▸ **TASK TO CARRY OUT**: Nothing but the lines from the first line of the records through the line with "backhoe boom => bbox" should be output, exactly as written and free of pictures.

▸ **SUPPLIED DATA**:
====

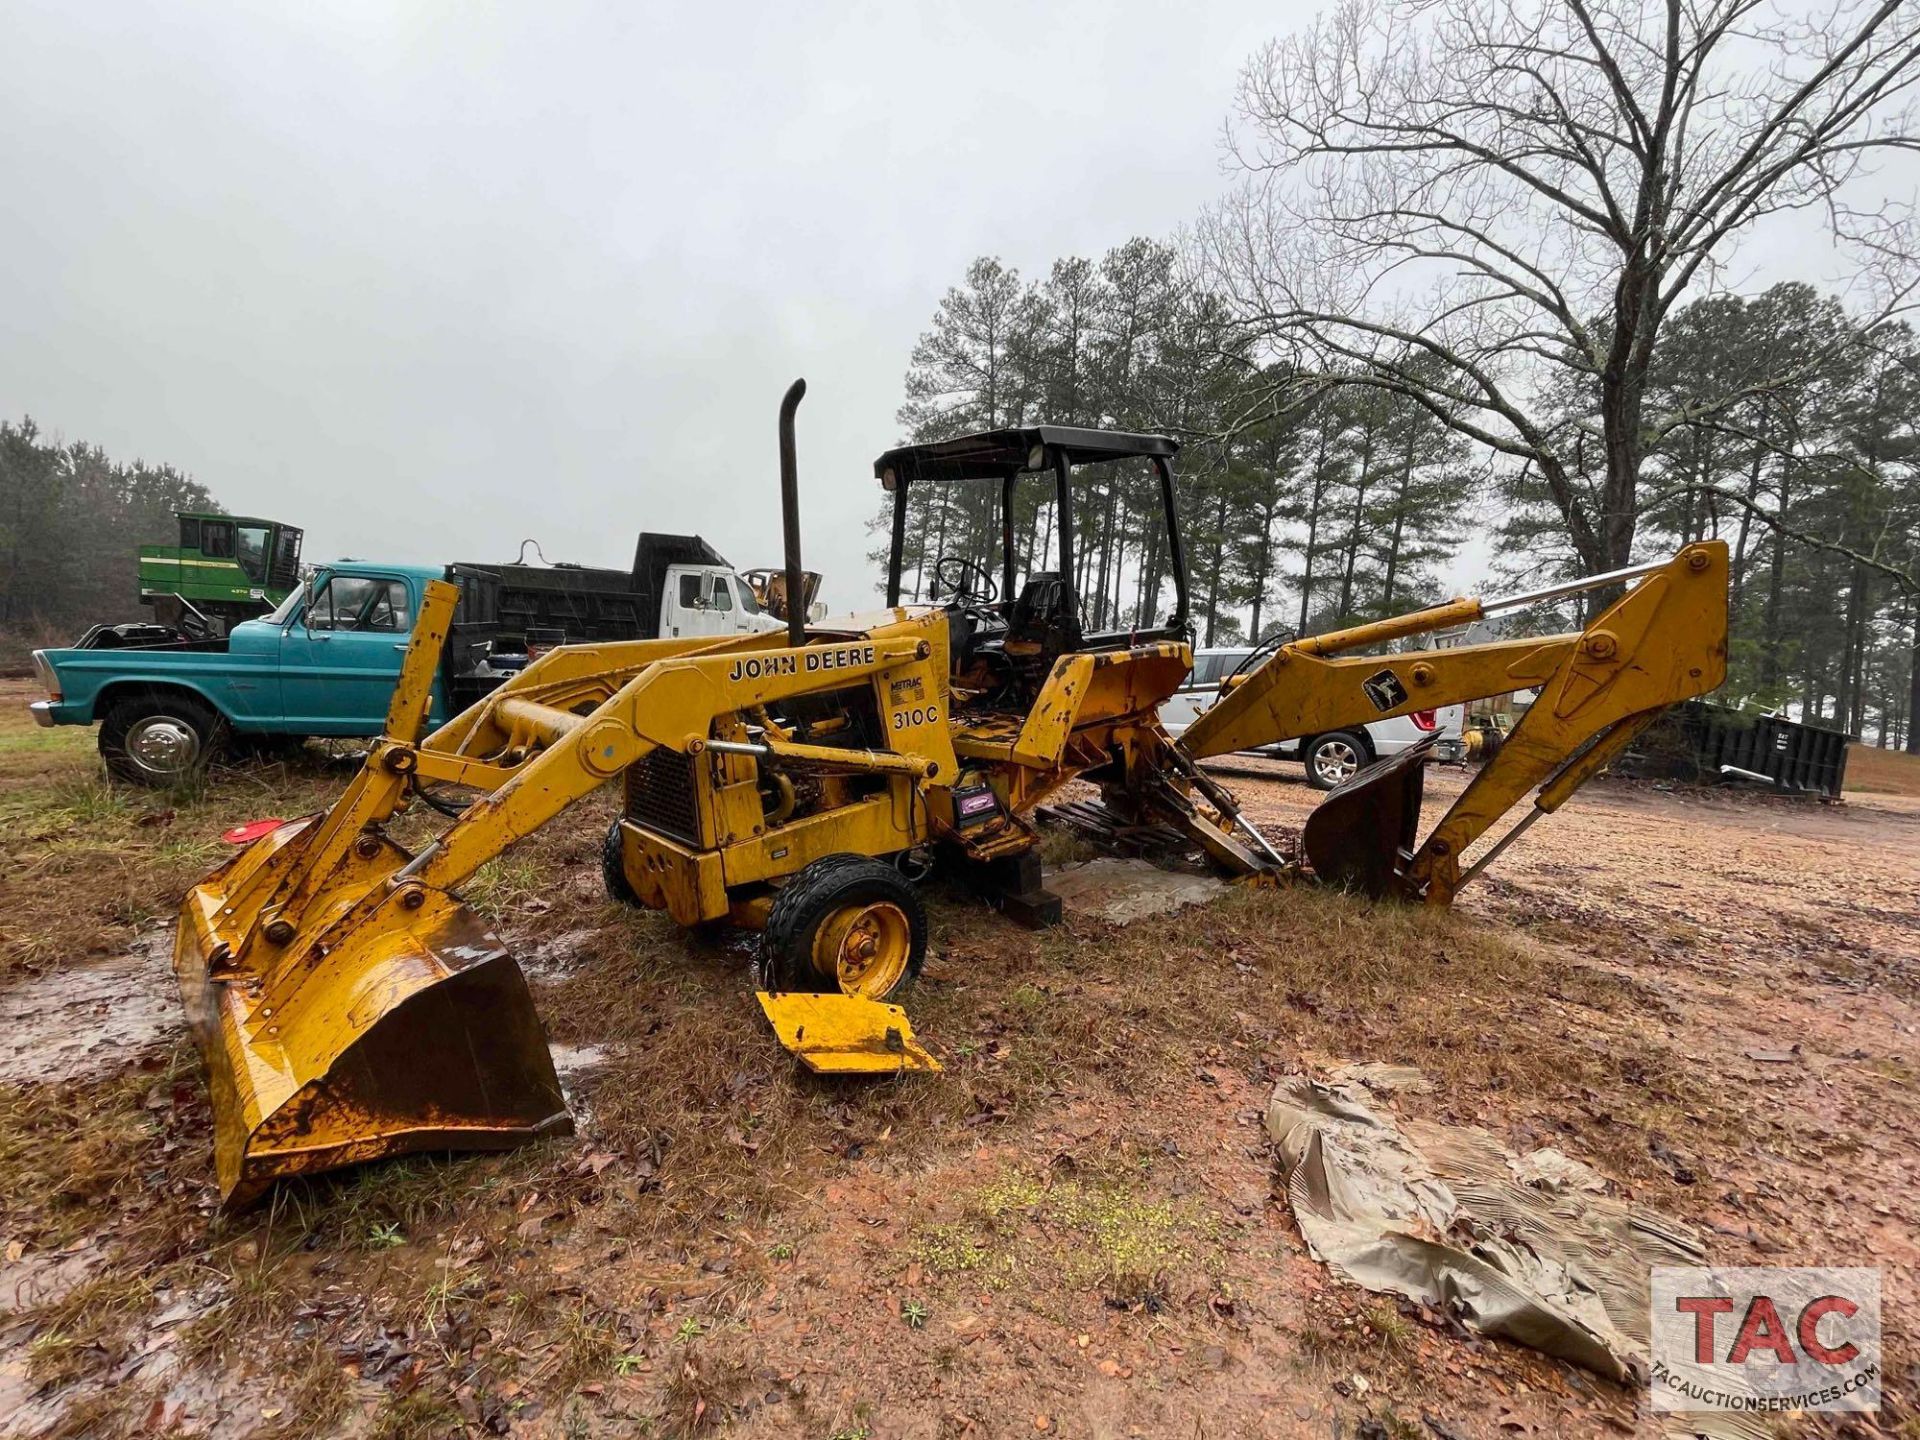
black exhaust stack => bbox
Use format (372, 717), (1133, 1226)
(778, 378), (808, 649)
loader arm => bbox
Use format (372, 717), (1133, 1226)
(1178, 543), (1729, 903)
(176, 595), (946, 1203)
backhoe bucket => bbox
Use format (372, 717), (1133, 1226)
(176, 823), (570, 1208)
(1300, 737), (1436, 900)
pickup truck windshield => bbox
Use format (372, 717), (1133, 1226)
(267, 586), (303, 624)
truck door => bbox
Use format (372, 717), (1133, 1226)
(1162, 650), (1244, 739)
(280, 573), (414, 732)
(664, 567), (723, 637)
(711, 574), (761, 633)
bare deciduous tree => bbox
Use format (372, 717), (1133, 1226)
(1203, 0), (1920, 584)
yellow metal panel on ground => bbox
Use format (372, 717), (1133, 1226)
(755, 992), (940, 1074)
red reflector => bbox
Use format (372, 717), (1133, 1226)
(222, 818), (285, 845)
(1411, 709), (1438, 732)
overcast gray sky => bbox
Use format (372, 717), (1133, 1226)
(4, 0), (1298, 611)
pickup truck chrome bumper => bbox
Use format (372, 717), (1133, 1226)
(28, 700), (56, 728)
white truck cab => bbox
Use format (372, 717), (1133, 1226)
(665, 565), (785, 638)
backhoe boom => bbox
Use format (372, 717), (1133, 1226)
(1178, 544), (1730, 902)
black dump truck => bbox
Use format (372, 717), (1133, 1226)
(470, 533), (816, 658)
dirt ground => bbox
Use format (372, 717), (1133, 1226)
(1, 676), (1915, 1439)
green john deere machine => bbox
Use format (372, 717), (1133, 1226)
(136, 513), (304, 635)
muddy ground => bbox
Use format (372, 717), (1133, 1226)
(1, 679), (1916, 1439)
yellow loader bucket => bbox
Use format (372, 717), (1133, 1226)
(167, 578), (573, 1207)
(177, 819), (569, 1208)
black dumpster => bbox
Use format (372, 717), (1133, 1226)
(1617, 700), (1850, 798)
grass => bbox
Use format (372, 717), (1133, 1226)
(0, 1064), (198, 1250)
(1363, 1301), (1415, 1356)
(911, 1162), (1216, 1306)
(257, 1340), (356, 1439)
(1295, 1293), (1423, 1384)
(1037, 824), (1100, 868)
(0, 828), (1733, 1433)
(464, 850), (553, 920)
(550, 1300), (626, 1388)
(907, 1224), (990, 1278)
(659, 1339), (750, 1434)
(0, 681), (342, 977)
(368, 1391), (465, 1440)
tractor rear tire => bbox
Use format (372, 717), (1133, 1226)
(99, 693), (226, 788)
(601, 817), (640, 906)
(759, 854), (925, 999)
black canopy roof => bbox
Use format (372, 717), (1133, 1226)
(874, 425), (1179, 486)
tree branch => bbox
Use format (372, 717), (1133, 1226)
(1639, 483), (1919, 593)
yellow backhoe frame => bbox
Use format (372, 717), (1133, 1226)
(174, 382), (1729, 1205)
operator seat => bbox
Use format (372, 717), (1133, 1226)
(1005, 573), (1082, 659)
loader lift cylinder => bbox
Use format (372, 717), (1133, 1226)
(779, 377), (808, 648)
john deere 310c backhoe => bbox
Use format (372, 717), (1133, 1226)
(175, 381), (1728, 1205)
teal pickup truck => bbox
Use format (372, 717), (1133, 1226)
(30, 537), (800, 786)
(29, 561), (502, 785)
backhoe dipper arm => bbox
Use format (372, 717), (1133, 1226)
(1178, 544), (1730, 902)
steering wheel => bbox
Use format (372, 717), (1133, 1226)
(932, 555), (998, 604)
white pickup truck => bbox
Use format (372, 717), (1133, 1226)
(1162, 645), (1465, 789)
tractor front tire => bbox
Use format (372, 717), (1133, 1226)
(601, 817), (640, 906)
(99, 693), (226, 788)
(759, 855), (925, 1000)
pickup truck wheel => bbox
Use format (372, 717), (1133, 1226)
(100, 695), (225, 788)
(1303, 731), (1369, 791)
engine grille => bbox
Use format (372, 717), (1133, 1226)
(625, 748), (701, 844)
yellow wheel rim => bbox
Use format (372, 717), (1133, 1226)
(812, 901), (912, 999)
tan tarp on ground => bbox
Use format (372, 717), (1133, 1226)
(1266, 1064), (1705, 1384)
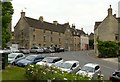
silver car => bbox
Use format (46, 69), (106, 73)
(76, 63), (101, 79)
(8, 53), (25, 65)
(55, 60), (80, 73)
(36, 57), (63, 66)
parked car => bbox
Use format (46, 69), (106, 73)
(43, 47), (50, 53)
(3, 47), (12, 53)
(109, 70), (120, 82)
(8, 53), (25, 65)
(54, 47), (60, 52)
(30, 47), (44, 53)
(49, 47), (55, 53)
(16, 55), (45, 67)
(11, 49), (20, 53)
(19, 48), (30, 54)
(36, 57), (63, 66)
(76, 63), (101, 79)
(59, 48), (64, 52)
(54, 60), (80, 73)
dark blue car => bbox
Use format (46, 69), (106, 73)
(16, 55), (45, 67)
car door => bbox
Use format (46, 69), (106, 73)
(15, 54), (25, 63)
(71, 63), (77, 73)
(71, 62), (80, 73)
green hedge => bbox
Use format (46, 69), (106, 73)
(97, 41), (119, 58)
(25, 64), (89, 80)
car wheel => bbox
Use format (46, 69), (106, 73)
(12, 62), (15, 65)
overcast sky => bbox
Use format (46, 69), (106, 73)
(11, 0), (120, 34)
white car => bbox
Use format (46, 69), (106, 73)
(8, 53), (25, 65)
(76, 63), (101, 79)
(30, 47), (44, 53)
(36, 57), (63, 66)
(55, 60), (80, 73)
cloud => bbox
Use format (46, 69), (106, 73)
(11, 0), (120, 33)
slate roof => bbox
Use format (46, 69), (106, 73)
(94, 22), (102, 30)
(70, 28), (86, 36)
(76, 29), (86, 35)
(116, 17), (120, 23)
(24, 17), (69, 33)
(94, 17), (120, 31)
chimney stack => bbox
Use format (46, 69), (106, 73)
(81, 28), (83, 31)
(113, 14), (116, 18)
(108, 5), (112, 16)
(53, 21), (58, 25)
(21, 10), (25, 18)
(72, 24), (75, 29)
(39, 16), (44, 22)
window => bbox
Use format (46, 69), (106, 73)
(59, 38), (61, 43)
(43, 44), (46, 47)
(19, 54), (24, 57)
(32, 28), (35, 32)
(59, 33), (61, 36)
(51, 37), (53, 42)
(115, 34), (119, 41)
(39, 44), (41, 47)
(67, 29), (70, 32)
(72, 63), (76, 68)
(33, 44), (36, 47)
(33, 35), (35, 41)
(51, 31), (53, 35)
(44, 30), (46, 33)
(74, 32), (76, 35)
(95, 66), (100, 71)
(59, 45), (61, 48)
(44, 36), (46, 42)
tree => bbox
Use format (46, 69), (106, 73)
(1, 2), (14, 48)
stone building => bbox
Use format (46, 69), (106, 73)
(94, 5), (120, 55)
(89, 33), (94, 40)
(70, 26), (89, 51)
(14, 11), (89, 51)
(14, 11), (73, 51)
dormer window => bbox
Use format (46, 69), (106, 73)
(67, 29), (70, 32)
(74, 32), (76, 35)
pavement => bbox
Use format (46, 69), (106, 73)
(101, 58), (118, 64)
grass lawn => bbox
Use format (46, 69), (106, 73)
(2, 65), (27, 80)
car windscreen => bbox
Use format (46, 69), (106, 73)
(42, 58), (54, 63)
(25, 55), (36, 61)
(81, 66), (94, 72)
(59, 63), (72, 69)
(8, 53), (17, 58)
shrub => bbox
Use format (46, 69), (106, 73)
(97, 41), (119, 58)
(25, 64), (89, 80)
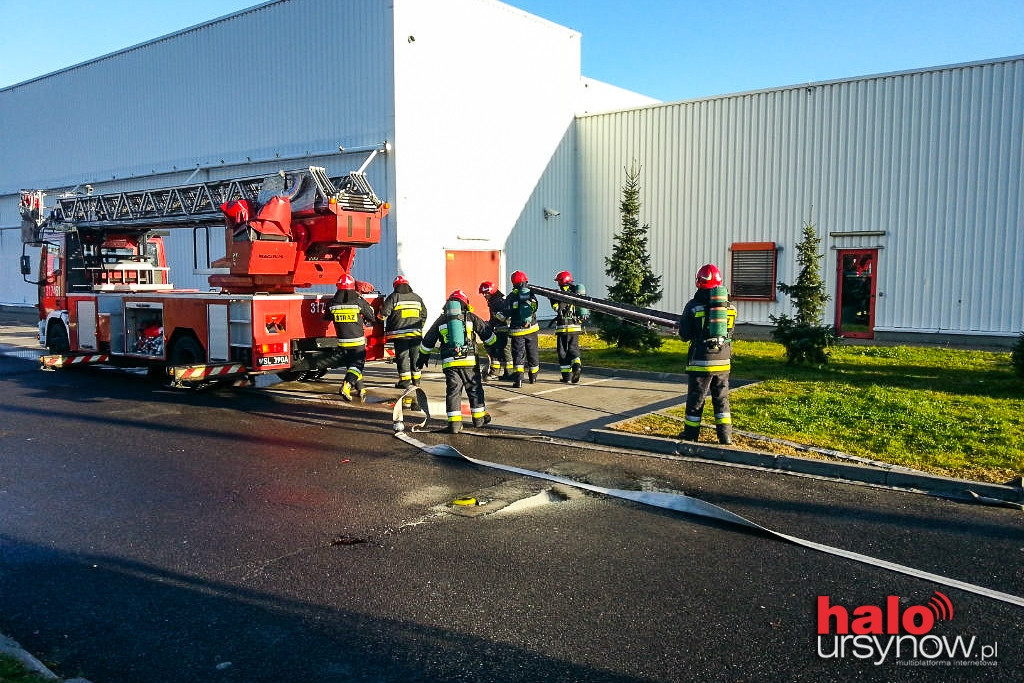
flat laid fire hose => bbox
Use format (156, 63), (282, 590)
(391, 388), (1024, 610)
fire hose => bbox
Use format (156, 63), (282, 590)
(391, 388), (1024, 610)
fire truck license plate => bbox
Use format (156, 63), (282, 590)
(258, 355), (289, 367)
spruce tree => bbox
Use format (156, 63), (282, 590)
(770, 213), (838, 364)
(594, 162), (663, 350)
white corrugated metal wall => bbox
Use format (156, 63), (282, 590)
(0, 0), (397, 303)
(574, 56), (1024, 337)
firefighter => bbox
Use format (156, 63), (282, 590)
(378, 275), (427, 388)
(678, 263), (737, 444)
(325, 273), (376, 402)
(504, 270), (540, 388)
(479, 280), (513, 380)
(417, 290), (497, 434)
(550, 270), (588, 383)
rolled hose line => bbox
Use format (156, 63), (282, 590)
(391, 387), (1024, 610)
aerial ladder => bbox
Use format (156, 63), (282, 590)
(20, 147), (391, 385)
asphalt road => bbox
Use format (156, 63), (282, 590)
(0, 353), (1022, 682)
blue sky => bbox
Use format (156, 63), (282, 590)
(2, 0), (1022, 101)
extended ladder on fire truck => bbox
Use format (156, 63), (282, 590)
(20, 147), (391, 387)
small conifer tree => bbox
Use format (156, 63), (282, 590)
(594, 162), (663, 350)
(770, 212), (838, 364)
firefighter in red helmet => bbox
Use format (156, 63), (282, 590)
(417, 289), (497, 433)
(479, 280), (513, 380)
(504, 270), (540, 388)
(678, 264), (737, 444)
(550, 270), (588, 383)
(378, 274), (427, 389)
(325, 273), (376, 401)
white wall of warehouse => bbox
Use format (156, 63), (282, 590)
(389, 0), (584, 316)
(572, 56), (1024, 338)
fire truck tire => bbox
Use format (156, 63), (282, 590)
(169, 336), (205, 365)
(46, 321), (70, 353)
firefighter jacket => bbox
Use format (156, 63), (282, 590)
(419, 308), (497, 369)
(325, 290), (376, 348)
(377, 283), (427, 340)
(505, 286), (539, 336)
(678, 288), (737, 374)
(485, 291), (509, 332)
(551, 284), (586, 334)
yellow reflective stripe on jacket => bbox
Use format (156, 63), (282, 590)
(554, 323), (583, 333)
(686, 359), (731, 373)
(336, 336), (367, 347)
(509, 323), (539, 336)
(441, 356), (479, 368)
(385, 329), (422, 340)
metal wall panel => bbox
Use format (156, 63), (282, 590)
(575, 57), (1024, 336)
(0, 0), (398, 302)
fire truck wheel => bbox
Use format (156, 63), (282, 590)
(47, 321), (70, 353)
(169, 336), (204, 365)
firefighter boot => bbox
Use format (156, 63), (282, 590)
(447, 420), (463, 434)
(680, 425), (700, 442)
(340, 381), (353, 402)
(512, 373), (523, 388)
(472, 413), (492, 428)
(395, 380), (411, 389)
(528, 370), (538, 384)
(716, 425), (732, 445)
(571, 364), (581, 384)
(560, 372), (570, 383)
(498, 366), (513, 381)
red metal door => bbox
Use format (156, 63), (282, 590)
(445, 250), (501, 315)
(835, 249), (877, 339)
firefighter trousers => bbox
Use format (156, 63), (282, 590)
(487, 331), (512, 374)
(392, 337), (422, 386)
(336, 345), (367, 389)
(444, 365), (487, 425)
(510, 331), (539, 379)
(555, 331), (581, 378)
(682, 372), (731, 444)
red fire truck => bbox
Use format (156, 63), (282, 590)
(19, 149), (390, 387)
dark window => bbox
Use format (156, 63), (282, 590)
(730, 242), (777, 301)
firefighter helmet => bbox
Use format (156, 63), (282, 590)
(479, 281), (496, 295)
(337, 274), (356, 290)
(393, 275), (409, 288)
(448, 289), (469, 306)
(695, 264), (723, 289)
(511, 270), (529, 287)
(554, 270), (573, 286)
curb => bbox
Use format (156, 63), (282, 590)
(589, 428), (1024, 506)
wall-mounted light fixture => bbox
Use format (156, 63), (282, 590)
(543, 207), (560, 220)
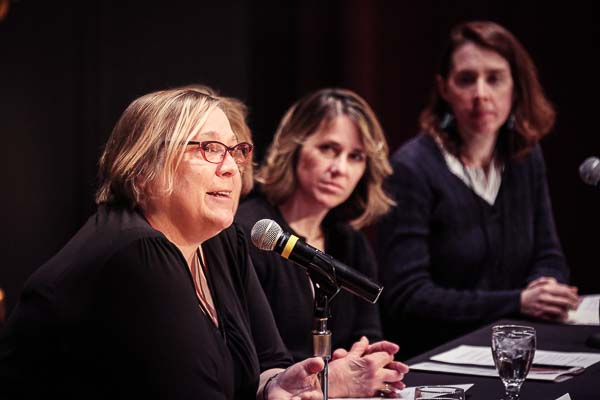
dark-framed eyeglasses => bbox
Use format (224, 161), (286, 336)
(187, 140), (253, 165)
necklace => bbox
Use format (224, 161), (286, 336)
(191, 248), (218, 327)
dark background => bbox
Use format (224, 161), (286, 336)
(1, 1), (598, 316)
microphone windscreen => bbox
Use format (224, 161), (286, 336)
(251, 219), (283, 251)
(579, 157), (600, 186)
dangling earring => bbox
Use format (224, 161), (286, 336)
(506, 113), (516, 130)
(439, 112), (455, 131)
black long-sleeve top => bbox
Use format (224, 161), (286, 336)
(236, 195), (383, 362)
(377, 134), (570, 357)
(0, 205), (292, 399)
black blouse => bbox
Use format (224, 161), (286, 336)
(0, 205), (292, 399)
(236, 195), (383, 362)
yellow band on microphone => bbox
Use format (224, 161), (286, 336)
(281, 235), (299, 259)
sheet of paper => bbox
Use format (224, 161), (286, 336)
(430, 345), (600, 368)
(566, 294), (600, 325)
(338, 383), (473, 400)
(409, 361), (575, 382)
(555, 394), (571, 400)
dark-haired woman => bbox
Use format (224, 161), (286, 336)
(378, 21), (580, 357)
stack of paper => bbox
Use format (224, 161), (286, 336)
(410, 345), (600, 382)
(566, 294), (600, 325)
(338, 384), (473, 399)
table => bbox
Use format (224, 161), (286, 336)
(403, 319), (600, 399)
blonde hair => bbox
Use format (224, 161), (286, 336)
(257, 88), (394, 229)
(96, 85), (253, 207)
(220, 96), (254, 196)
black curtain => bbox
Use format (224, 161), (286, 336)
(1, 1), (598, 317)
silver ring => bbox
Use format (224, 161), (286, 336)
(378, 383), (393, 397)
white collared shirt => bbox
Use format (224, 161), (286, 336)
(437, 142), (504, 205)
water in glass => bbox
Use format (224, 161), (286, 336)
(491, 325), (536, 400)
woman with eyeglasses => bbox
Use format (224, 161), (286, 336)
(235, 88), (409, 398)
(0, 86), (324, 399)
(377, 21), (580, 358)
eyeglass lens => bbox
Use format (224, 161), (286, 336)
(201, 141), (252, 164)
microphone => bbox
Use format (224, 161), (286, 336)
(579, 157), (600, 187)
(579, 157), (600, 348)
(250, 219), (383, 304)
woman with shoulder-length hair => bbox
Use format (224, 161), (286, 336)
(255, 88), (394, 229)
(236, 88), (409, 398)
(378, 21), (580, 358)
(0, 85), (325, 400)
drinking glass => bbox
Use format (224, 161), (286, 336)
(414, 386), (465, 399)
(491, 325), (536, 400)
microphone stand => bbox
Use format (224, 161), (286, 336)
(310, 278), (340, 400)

====

▸ **WRITTEN RESPONSE**:
black exhaust stack => bbox
Use format (372, 717), (1133, 1226)
(778, 378), (808, 649)
loader arm => bbox
Use format (372, 717), (1133, 1226)
(1178, 543), (1729, 903)
(176, 595), (946, 1203)
backhoe bucket => bbox
Use format (372, 717), (1133, 1226)
(176, 823), (570, 1208)
(1300, 737), (1436, 900)
pickup truck windshield => bbox
Use format (372, 717), (1133, 1226)
(267, 586), (303, 624)
truck door => bbox
Use format (372, 717), (1133, 1226)
(1162, 650), (1244, 739)
(280, 573), (414, 732)
(664, 567), (723, 637)
(711, 574), (761, 633)
bare deciduous tree => bbox
Use format (372, 717), (1133, 1226)
(1203, 0), (1920, 584)
yellow metal panel on ground => bbox
Use format (372, 717), (1133, 1226)
(755, 992), (940, 1074)
red reflector => bbox
Use format (372, 717), (1133, 1226)
(222, 818), (285, 845)
(1411, 709), (1438, 732)
overcast gray sky => bbox
Use format (372, 717), (1133, 1226)
(4, 0), (1298, 611)
pickup truck chrome bumper => bbox
Use format (372, 717), (1133, 1226)
(28, 700), (56, 728)
white truck cab => bbox
Use format (372, 717), (1133, 1226)
(665, 565), (785, 638)
backhoe boom => bbox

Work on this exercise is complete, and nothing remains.